- **REQUIRED WORK**:
Copy the text about the Paris studio below, from "Here we are" up to and including "to the studio.", swapping "flea market" for "street market".

MY PARENTS LEFT Hungary after the war and came to France in 1948, via Italy. My mother, Zsuzsa, spoke fluent English, so they were able to find a one - room flat in a house thanks to her American friends. It was in the northwest of Paris, on a street called Cité des Fleurs, full of homes with gardens. The flat became smaller and smaller because of my father’s paintings accumulating on each side of the room. Ellsworth Kelly worked in a studio on the first floor. When he left France, my father [Simon Hantaï] moved into his space.

Here we are in that studio, in 1956. The painting in this photo is from my father’s gestural period; in France it’s called lyrical abstraction or Art Informel. It was his answer to the allover work of Jackson Pollock, whose paintings were exhibited in Paris a few years before. This was the year Pollock died; I remember my father being very affected by his death.

He often used a metal ring, pulled from a round alarm clock, as a tool to scrape his paintings. I’d go with him to the flea market in the north of Paris, which was walking distance from our house. We had to cross a no-man’s-land to get there, because at that time there was no Périphérique circling the city; the area was completely open fields, like the countryside. We’d buy broken alarm clocks and take only the metal rings back to the studio.

- **DATA LISTING**:

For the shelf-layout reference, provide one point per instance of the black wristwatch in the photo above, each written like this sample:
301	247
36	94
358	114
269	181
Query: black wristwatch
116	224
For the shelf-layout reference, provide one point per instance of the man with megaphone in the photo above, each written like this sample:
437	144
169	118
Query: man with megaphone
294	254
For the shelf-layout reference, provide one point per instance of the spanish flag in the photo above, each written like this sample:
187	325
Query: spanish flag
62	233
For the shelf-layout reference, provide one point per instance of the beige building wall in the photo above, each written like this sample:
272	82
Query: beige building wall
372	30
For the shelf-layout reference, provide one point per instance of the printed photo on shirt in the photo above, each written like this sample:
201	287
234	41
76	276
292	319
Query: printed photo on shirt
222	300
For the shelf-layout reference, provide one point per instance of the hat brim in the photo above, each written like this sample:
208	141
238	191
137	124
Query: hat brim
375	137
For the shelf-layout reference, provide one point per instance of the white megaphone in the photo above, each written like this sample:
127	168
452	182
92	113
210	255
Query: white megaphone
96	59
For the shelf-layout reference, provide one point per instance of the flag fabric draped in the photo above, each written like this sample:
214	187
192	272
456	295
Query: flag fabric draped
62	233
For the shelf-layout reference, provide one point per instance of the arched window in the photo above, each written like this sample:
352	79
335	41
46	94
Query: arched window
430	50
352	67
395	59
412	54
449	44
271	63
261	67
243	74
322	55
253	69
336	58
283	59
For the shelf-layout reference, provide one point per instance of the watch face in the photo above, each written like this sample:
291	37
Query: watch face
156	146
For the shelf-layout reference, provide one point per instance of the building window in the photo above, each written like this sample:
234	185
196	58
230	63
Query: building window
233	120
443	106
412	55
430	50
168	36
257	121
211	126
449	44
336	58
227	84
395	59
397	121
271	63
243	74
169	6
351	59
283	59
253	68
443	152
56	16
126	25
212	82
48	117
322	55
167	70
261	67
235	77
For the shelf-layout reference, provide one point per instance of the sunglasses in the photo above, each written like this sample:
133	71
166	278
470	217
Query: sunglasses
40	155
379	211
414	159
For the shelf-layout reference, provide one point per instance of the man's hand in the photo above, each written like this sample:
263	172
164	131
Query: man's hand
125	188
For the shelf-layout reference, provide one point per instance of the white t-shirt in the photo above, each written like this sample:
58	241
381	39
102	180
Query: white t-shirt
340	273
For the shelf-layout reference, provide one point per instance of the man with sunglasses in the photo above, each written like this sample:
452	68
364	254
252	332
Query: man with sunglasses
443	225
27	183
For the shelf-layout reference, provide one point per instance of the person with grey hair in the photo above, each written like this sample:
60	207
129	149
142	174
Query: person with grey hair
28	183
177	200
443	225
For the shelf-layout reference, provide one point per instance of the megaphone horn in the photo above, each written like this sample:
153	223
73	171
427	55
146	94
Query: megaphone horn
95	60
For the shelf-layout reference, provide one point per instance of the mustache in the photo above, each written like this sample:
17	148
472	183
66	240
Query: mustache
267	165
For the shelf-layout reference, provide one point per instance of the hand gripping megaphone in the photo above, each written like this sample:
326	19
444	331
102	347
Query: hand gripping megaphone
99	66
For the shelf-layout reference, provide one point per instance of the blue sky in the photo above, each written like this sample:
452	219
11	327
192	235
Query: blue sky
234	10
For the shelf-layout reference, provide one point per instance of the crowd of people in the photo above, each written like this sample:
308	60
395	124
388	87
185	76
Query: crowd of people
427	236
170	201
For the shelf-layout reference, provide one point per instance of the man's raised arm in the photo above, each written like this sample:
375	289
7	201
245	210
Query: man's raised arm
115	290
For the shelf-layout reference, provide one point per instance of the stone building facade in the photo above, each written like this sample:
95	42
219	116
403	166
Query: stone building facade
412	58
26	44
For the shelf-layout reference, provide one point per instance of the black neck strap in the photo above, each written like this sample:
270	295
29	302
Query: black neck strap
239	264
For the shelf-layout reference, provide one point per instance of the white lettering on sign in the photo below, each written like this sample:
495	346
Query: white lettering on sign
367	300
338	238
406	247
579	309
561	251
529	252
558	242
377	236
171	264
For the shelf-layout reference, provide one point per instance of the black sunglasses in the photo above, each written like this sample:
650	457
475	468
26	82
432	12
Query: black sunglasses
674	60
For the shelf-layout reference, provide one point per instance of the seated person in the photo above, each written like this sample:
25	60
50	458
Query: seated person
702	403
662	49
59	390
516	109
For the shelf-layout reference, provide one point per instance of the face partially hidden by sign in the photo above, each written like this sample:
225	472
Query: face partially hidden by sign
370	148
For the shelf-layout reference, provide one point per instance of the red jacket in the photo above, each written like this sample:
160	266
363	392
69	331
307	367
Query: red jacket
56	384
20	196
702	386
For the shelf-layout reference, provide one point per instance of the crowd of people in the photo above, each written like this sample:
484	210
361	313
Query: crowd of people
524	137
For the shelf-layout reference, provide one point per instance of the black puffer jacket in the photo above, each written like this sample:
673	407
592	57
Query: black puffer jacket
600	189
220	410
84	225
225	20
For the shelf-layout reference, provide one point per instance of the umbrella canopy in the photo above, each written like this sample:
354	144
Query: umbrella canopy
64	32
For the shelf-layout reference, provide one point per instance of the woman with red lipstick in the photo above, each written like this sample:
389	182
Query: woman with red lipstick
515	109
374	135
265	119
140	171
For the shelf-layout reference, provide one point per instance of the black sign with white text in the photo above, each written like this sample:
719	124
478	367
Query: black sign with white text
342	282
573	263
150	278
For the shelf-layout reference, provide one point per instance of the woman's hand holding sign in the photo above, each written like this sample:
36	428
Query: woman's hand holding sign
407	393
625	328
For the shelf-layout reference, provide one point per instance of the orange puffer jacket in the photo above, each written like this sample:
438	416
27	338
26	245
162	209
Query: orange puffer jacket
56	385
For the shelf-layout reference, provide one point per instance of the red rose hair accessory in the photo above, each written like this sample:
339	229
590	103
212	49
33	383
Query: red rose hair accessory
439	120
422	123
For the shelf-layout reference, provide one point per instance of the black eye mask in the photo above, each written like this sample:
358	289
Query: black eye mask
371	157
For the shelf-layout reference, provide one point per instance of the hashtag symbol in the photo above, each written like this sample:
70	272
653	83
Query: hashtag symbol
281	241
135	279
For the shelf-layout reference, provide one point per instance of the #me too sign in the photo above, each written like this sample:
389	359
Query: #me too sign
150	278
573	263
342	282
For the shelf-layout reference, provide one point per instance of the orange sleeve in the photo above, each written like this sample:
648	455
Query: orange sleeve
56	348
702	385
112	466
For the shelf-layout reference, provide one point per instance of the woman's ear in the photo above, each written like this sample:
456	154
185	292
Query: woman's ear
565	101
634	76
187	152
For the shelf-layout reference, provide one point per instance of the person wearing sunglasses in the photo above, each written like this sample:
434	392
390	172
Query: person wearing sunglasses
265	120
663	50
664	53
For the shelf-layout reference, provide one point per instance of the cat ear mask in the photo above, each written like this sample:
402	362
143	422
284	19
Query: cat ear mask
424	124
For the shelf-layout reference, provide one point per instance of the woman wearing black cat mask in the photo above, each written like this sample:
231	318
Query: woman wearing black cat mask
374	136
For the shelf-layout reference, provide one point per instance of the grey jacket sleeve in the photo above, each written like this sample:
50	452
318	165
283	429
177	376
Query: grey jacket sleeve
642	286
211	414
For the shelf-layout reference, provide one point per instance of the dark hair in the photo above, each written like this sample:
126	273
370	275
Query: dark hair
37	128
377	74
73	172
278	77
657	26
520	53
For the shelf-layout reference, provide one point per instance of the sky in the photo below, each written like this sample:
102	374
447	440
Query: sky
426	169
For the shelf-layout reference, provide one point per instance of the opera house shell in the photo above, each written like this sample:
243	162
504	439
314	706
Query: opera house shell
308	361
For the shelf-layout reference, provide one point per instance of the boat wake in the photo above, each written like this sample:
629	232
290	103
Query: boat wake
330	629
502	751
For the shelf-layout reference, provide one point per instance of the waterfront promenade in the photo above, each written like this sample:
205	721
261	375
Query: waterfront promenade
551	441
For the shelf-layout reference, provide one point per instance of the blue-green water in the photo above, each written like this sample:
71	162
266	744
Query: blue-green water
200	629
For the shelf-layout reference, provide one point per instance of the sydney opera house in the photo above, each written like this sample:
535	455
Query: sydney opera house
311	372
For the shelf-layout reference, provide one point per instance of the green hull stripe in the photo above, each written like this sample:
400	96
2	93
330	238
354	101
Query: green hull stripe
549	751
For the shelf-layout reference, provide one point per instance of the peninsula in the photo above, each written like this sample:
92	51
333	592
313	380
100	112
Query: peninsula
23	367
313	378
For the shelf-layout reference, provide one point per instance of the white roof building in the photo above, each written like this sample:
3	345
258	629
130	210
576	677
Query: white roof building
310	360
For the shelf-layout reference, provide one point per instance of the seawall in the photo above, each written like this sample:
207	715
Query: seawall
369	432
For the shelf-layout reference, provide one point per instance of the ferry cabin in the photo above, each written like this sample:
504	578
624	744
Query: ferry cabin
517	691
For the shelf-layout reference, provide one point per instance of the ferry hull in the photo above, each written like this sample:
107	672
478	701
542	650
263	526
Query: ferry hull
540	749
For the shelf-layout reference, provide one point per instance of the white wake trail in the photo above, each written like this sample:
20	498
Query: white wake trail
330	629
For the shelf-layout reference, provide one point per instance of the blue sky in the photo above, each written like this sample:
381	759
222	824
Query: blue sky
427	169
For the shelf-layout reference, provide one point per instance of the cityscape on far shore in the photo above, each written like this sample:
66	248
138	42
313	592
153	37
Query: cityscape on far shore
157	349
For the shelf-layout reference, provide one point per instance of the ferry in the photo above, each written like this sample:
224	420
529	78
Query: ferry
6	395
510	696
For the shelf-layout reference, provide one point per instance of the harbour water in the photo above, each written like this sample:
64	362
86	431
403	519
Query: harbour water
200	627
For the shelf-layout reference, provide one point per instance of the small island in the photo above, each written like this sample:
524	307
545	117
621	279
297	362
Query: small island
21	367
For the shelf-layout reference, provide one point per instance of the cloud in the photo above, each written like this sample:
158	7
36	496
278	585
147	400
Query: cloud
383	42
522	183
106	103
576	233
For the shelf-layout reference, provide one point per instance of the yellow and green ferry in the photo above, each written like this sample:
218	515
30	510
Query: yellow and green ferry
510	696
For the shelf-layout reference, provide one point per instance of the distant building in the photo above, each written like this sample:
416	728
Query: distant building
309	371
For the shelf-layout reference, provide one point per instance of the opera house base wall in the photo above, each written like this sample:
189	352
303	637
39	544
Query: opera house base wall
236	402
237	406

- **TASK RESULT**:
Here we are in that studio, in 1956. The painting in this photo is from my father’s gestural period; in France it’s called lyrical abstraction or Art Informel. It was his answer to the allover work of Jackson Pollock, whose paintings were exhibited in Paris a few years before. This was the year Pollock died; I remember my father being very affected by his death.

He often used a metal ring, pulled from a round alarm clock, as a tool to scrape his paintings. I’d go with him to the street market in the north of Paris, which was walking distance from our house. We had to cross a no-man’s-land to get there, because at that time there was no Périphérique circling the city; the area was completely open fields, like the countryside. We’d buy broken alarm clocks and take only the metal rings back to the studio.